(Image object location entries)
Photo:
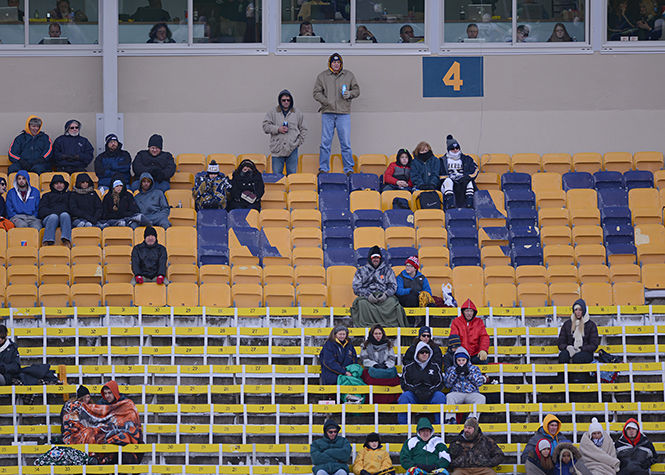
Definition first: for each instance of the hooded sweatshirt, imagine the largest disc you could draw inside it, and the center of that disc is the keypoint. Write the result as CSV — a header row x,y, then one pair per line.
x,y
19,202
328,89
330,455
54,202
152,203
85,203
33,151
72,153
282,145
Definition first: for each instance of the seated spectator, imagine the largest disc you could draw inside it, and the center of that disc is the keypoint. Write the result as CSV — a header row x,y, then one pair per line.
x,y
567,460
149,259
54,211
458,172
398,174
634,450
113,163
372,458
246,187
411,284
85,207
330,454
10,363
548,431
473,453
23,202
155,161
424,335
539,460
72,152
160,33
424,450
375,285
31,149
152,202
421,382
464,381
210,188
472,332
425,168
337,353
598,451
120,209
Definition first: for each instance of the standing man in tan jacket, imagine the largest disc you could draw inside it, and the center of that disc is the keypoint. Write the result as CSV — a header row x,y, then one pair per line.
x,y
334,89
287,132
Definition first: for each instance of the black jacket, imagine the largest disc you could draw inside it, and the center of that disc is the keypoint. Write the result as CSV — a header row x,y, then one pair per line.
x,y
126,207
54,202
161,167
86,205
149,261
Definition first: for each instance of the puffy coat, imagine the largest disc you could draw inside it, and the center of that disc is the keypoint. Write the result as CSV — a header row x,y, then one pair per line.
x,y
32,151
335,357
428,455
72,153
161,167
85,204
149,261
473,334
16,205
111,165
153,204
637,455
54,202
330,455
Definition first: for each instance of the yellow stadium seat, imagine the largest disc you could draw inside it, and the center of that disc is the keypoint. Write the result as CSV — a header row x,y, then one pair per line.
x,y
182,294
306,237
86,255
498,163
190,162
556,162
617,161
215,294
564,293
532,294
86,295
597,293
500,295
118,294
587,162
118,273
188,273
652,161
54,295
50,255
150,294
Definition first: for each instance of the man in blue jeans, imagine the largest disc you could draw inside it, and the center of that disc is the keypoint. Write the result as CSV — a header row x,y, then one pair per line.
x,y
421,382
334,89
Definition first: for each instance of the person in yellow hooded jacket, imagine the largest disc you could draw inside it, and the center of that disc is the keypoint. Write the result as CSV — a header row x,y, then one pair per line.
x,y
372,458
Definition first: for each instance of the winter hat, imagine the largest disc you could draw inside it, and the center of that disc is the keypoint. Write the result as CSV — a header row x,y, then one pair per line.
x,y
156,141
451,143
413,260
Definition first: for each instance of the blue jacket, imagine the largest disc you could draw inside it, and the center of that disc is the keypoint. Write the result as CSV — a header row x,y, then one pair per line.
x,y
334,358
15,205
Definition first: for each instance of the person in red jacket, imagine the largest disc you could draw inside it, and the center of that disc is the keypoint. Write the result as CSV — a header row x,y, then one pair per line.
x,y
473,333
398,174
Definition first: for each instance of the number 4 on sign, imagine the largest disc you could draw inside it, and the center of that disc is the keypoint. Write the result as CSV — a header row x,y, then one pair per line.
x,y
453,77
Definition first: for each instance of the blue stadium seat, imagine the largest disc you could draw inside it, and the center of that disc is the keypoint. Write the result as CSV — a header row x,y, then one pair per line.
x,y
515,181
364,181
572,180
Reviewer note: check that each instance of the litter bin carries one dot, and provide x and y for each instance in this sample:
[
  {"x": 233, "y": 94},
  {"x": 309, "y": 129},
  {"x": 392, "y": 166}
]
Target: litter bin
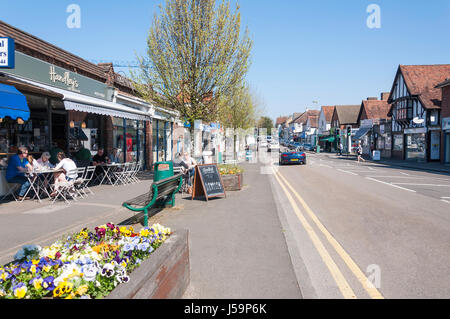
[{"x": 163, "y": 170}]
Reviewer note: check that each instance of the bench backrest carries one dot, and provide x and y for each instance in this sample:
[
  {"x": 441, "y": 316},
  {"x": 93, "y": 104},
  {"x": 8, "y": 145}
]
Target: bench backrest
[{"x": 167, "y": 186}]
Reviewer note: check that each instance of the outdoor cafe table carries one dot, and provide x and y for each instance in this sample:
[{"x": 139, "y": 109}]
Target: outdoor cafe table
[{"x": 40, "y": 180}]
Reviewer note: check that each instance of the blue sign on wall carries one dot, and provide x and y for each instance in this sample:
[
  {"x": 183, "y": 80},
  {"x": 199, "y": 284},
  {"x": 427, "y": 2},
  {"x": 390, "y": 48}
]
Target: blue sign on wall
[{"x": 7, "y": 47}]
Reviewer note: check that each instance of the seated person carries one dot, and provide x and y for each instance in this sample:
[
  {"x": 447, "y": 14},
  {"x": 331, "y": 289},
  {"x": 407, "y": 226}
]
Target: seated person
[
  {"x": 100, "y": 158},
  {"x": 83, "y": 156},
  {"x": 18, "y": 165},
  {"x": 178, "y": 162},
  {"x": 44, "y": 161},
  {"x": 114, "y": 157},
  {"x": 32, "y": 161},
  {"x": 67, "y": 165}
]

Given task —
Rescale the listing from the line holding "Reviewer note: check that each instance of the blue" through the end of the listing, inclusive, by reproducing every line and multiplying each x and y coordinate in the answers by 1.6, rounded to whole numbers with halves going up. Keep the requests and their sample coordinates unchanged, and output only those lines.

Result of this task —
Reviewer note: check that each instance of the blue sign on wall carries one dot, and provide x and y for each instance in this sample:
[
  {"x": 183, "y": 80},
  {"x": 199, "y": 284},
  {"x": 427, "y": 2},
  {"x": 390, "y": 48}
]
Target: blue sign on wall
[{"x": 11, "y": 75}]
Reviewer note: check that each instance of the seated person carries one dot, and provide x and y for each instance in this sample:
[
  {"x": 447, "y": 14},
  {"x": 331, "y": 289},
  {"x": 407, "y": 226}
]
Target: seated person
[
  {"x": 160, "y": 253},
  {"x": 133, "y": 250},
  {"x": 29, "y": 264},
  {"x": 285, "y": 259},
  {"x": 70, "y": 258},
  {"x": 182, "y": 251},
  {"x": 51, "y": 258},
  {"x": 107, "y": 264}
]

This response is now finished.